■ **Exercise requirements**:
Please answer from the forum thread about cabin and mid sleeper beds: at what age did KayBea's niece start sleeping in her mid sleeper?

■ **Reading text**:
# what age for cabin/mid sleeper bed



## pa2k84

What age would you put your little ones into a mid sleeper or cabin bed? I remember having one as a child and loving it, had like a little secret cave underneath used to crawl into the dark with torch/lamp and play :haha:

Lucas has been in a bed with bed guard since he was around 16 months, guard removed before 2. Never fallen. 

Looking forwards and with being a little bit pregnant will need at some point in the near future to move him out of the cotbed. Although planning with number 2 to do the same as i did with Lucas and cosleep for at least the first 6 months no immediate rush but to prepare him want to swap his room and thought maybe getting new bed as he moves would be a good idea so could set up new baby room closer to time?

So i guess question is has anyone got a 3 year old in a slightly raised bed and if so are they ok with it?


----------



## KayBea

my niece is in a mid sleeper & shes just turned 6. She went in it when she was 4.5 ish when she was able to use the ladder alone.

i wouldnt put my LO in one at 3yrs only because she likes to dive off ger bed onto the floor as it is & i know it wont be long before i have a broken leg/arm on my hands!

■ **Information provided**:
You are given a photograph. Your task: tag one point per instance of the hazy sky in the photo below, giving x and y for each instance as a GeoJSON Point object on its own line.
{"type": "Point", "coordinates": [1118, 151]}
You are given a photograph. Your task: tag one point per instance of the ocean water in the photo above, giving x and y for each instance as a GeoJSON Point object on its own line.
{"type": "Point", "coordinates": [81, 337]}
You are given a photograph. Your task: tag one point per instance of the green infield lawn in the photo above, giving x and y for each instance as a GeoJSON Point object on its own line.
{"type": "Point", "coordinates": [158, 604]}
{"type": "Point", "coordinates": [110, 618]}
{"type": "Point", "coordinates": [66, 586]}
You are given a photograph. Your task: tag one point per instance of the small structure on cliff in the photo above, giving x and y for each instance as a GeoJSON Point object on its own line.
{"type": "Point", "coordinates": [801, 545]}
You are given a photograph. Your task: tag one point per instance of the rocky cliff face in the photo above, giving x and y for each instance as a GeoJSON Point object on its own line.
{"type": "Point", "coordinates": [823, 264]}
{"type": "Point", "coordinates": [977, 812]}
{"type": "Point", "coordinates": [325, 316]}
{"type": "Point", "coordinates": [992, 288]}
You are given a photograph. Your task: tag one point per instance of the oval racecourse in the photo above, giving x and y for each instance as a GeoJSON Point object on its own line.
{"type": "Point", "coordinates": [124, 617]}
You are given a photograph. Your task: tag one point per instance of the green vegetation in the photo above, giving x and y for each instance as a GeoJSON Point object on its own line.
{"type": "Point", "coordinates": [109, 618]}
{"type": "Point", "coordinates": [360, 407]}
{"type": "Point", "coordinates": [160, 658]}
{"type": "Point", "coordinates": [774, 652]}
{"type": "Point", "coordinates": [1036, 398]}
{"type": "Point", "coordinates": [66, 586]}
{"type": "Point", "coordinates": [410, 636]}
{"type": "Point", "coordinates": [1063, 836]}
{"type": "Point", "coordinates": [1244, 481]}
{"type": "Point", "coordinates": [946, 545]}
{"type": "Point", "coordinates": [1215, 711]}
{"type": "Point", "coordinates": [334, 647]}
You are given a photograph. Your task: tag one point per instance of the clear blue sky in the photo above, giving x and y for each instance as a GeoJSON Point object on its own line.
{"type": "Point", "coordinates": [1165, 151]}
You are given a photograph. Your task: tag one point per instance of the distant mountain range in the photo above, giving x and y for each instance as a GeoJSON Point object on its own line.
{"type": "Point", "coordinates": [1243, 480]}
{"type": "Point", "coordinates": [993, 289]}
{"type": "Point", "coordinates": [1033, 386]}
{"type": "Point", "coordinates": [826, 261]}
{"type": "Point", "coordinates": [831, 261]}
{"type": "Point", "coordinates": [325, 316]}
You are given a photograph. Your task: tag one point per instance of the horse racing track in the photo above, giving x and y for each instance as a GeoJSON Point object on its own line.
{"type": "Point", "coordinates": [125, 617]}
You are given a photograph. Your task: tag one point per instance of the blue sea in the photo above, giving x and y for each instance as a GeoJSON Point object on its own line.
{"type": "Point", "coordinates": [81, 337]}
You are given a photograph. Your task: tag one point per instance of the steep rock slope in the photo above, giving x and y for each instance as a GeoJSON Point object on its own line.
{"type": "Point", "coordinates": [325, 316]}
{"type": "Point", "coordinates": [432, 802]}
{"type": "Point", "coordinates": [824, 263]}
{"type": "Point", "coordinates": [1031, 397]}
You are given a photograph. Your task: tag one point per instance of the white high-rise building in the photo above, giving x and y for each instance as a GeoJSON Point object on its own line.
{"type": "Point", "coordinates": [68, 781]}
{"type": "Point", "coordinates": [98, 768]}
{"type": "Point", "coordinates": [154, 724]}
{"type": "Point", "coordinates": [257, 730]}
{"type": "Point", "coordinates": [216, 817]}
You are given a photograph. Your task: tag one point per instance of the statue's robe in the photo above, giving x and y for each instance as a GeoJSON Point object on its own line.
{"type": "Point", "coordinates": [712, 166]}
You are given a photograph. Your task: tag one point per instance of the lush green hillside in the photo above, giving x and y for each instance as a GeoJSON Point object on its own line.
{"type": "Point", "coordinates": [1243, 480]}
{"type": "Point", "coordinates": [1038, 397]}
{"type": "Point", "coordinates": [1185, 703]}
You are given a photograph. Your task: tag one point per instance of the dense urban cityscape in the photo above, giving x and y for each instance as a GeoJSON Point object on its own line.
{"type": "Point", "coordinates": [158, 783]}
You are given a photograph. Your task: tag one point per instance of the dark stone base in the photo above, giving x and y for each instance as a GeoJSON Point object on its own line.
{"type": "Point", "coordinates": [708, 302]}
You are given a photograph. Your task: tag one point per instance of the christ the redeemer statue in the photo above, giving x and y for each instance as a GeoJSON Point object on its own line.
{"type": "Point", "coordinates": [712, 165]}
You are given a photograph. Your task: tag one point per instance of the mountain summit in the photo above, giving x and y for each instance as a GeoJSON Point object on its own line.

■ **Output for this exercise**:
At around 4.5 years old, once she could use the ladder by herself.